*Work required*
Down to the last line, repeat the records exactly.

[Saved entries]
--- START ---
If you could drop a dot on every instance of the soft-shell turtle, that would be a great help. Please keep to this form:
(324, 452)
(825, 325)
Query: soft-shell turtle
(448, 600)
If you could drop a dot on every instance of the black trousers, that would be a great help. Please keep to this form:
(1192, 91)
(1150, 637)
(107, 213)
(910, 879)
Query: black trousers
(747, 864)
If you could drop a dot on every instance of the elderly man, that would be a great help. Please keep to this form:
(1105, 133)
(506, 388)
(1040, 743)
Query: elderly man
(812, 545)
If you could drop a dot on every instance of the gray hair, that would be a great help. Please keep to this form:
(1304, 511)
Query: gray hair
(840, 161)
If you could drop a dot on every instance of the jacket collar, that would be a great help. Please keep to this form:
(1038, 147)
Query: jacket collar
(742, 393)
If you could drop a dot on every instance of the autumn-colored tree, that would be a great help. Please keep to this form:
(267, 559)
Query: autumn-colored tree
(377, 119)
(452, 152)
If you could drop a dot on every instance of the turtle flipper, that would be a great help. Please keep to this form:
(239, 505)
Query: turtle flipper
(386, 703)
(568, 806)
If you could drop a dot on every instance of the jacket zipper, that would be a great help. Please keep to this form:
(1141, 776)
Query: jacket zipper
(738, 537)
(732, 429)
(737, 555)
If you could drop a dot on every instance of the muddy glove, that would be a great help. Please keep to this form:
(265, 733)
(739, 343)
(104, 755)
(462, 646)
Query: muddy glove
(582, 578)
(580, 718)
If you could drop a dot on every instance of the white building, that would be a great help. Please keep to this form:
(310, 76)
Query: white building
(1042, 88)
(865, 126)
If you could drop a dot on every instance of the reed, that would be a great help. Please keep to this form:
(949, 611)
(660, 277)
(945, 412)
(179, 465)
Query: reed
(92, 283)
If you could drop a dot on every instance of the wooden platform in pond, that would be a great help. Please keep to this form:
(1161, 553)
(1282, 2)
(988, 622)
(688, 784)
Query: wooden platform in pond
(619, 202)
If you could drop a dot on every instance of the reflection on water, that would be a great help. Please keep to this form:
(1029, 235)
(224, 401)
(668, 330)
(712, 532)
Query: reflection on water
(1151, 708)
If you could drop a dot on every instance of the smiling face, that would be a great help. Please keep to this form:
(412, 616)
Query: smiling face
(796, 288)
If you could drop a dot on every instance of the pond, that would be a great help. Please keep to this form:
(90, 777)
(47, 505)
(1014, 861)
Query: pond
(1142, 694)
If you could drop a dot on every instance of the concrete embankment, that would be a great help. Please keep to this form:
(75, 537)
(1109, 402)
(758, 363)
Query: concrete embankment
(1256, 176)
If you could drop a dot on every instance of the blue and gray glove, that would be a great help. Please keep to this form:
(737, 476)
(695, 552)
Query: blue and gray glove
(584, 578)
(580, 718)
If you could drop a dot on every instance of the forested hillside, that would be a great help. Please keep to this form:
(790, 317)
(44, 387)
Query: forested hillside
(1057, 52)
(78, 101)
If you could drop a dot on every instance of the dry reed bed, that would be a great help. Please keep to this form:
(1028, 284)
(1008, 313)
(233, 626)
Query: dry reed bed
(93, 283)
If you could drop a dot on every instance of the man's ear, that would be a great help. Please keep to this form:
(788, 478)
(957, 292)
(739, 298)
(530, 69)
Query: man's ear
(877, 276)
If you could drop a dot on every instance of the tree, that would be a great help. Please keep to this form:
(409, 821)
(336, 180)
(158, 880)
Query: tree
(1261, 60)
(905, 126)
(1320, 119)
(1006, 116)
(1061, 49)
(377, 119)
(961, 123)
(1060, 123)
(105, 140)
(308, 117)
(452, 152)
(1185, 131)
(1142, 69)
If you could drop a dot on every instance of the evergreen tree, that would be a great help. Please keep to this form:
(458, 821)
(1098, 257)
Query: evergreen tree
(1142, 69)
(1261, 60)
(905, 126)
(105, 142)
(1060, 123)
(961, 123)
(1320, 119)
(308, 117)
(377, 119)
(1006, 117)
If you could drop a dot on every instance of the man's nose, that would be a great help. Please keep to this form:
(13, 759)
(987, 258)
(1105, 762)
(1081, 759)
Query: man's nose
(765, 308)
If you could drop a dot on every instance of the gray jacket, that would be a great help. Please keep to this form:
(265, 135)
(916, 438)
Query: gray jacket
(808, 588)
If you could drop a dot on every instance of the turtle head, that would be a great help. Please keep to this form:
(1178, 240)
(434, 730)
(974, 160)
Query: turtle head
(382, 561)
--- END ---
*Exercise output*
If you could drop a dot on every instance of the soft-shell turtle, that would be a great help. Please keep to this form:
(324, 452)
(825, 325)
Query: soft-shell turtle
(448, 600)
If you could drop a dot on every instance of the black trousers, that would be a great help. Please keep to this form:
(1192, 91)
(1150, 637)
(107, 213)
(910, 879)
Query: black trousers
(747, 864)
If you could drop a dot on every instance of the elderly man, that would be a great help. Please keep to this form:
(1105, 133)
(506, 388)
(1040, 743)
Query: elderly man
(812, 545)
If you could drop a dot on every instance of the gray hair, that would be a great help. Please keep to this form:
(1304, 511)
Query: gray hair
(840, 161)
If you could drop a dot on every instance of the jacket collar, that would be a great help. Please keep to this form:
(1038, 147)
Query: jacket collar
(742, 393)
If you could drop a dot on every instance of the autumn-colored tree, that would be a great help. Please keep to this form:
(267, 559)
Query: autumn-colored tree
(377, 119)
(452, 152)
If you could drop a dot on every instance of the turtle flipper, that would be a great help. Please keep to this form:
(239, 505)
Query: turtle flipper
(386, 703)
(568, 806)
If you could drop a dot on every instance of the jacket zipper, that would be a great help. Please keep to this form:
(1141, 776)
Query: jacket zipper
(738, 537)
(732, 429)
(737, 555)
If you could drop a dot on every instance of the muddy glove, that would be a great help. Please keep to this form:
(265, 733)
(739, 343)
(104, 755)
(462, 646)
Query: muddy glove
(582, 578)
(580, 718)
If you could drop a dot on every instance of the white building, that would be a great help. Please keep to this form:
(310, 76)
Query: white building
(1042, 88)
(865, 126)
If you could drop a dot on every instance of the reed, that would be a great help. Please keep to this form:
(949, 611)
(660, 277)
(945, 412)
(179, 465)
Query: reed
(92, 283)
If you could drop a dot on every instance of the wooden platform in pond, that would be a great help. Please keep to this form:
(1161, 553)
(1282, 2)
(988, 622)
(688, 784)
Query: wooden platform in pond
(619, 202)
If you could drop a dot on every instance of the reflection on water, that would be a great help. Please keep to this form:
(1029, 235)
(224, 401)
(668, 330)
(712, 532)
Query: reflection on water
(1151, 708)
If you could drop a dot on every instance of the smiling face, that would be a great help. Please keep to this form:
(412, 616)
Query: smiling face
(796, 288)
If you could drop a dot on every instance of the pond, that would be a great help. Please keep to this form:
(90, 777)
(47, 505)
(1014, 861)
Query: pond
(1142, 694)
If you could drop a dot on every instance of the concrete embankment, that would be a great help. Please keep to this form:
(75, 537)
(1109, 402)
(758, 363)
Query: concrete embankment
(1256, 176)
If you could drop a dot on every instance of the blue and gray glove, that would be a great help. Please keep to this form:
(737, 476)
(695, 552)
Query: blue and gray glove
(584, 578)
(580, 718)
If you could drop a dot on every instance of the forested hillside, that would be a great help. Please keep to this form:
(790, 317)
(44, 387)
Query: forested hillside
(1057, 52)
(78, 101)
If you could drop a dot on every instance of the dry reed bed, that would be a great help. Please keep to this form:
(1028, 284)
(1008, 313)
(233, 626)
Query: dry reed bed
(93, 283)
If you could drop a dot on every instance of the man's ear, that would be a great help. Please keep to this form:
(788, 478)
(957, 292)
(739, 298)
(530, 69)
Query: man's ear
(877, 276)
If you could drop a dot on every instance of the tree, that would be a great help. Please keep to this form:
(409, 821)
(336, 180)
(158, 880)
Query: tree
(1261, 60)
(905, 126)
(1320, 119)
(1006, 116)
(1061, 49)
(377, 119)
(961, 123)
(1060, 123)
(105, 140)
(308, 117)
(452, 152)
(1185, 131)
(1142, 69)
If you could drop a dot on every instance of the evergreen tree, that would be a great help. Please keep to this form:
(458, 821)
(1098, 257)
Query: evergreen tree
(1142, 69)
(1261, 60)
(905, 126)
(105, 142)
(1060, 123)
(961, 123)
(1320, 119)
(308, 117)
(377, 119)
(1006, 117)
If you could drop a dot on every instance of the man's nose, that would be a great help. Please keep to this form:
(13, 759)
(987, 258)
(1105, 762)
(1081, 759)
Query: man's nose
(765, 308)
If you could drop a dot on every instance of the gray jacket, that would be a great help. Please keep to this form:
(265, 135)
(916, 438)
Query: gray jacket
(808, 588)
If you could drop a dot on every instance of the turtle head, that would be a great help. Please keep to this form:
(1178, 240)
(434, 730)
(974, 160)
Query: turtle head
(382, 561)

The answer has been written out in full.